=== Extracted records ===

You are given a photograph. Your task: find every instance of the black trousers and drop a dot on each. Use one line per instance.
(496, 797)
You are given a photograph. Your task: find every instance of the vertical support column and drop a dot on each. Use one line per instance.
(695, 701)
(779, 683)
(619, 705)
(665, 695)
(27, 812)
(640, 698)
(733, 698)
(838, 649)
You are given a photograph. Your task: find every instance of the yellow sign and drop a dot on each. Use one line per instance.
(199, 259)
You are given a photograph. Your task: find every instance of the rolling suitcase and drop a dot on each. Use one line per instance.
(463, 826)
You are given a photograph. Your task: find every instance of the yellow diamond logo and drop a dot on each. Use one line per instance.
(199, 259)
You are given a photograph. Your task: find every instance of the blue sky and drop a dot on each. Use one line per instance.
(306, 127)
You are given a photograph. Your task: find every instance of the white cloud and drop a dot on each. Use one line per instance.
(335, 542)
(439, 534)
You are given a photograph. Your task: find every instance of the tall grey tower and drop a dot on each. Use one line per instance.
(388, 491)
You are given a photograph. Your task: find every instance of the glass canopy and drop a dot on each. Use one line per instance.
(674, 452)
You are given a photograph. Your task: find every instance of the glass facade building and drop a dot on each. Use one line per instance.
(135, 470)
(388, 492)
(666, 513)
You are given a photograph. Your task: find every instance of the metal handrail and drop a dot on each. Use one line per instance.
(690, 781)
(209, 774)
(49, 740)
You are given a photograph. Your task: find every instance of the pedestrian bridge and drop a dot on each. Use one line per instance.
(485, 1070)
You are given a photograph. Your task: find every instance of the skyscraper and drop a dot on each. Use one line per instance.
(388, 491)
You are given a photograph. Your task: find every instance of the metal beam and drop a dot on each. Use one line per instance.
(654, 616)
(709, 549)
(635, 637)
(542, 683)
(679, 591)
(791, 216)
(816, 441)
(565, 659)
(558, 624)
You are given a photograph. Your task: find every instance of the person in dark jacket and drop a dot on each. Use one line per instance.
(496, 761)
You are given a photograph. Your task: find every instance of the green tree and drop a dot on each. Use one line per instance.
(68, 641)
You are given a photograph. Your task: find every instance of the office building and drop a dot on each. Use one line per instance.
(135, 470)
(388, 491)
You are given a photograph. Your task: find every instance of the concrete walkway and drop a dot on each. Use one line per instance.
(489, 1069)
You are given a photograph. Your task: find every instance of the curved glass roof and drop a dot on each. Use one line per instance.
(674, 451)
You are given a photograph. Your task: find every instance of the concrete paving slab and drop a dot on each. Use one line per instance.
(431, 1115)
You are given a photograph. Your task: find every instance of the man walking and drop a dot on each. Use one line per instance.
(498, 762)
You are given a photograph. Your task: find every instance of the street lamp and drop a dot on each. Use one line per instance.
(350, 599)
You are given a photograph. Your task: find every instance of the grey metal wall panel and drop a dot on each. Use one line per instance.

=== Task instructions ===
Copy out every one of the records above word for word, keeping each line unchanged and in its original order.

=== Answer ===
You are given a photograph. Your task: find every instance of the black trousers and drop a dot on each. Use one line per instance.
(496, 797)
You are given a photograph. Your task: find every instance of the vertical support column and drop a dot on each. Use one line per instance.
(695, 701)
(779, 683)
(619, 705)
(665, 695)
(27, 812)
(640, 698)
(733, 698)
(838, 649)
You are given a photograph. Your task: find every instance of the yellow sign and drop a dot on each. Use one line per instance.
(199, 259)
You are given a photograph. Your task: find every instance of the rolling suitcase and drop a dot on each. Use one line per instance.
(463, 826)
You are given a photograph. Your task: find every instance of the yellow diamond logo and drop a dot on each. Use one line per instance.
(199, 259)
You are given a photograph. Your task: find every instance of the blue sky and drop a dot on each. Use one line per instance.
(306, 127)
You are given a photograph. Your task: find every instance of the white cloud and drop a dot on each. Use one line per instance.
(335, 542)
(439, 534)
You are given a photograph. Your task: find every instance of the tall grey tower and drop a dot on each. Use one line per instance.
(388, 491)
You are given a photograph. Your task: find every instance of the glass canopy and drop a dot on each. Use one line per instance.
(674, 452)
You are given a photograph. Your task: find every instance of the glass facade building and drop a dot on each. Use one line per instance.
(135, 470)
(388, 492)
(666, 513)
You are given a photograph. Your task: find every instance of the metal handrail and drop a dot on each. Use one line per instance.
(690, 781)
(209, 774)
(49, 740)
You are given a photograph. Your task: find every instance of the pedestrian bridge and drop a dot on each. Use one line per instance.
(485, 1070)
You are given a photograph. Your task: find every instance of the skyscraper and drop a dot on each. Use one line per instance.
(388, 491)
You are given a photograph. Your task: find every instance of the metal beam and drop a dot on each. Use one line per instance.
(654, 616)
(709, 549)
(635, 637)
(542, 683)
(679, 591)
(791, 216)
(816, 441)
(565, 659)
(558, 624)
You are given a photograph. Your task: find every instance of the person in dark jacket and drop a dot on each. Use one line per instance.
(496, 761)
You are given a photograph. Your task: find every instance of the green tree and drop a dot on each. Use one line per instance.
(68, 641)
You are given a photograph. Your task: find every instance of the office building and drop a dot on each. Use one line per instance.
(135, 470)
(388, 491)
You are given a photograph. Your task: find every instance of the concrete walkway and drop a dot on each. Use one line per instance.
(489, 1069)
You are given a photograph. Your task: find every instance of the curved glass roof and drop a dot on each. Use one line per instance.
(674, 451)
You are given a photograph. Your task: find every instance of the concrete paving slab and drop a dot on each. Use one line per instance.
(431, 1115)
You are given a photograph. Your task: find every instance of the man walking and drop a dot on each. Use one line per instance.
(498, 762)
You are given a photograph. Your task: find every instance of the street lamp and drop a dot on each. Use one line per instance.
(350, 599)
You are given a photograph. Your task: find every instance of the grey metal wall panel and drop a dot on each. Use one line per instance.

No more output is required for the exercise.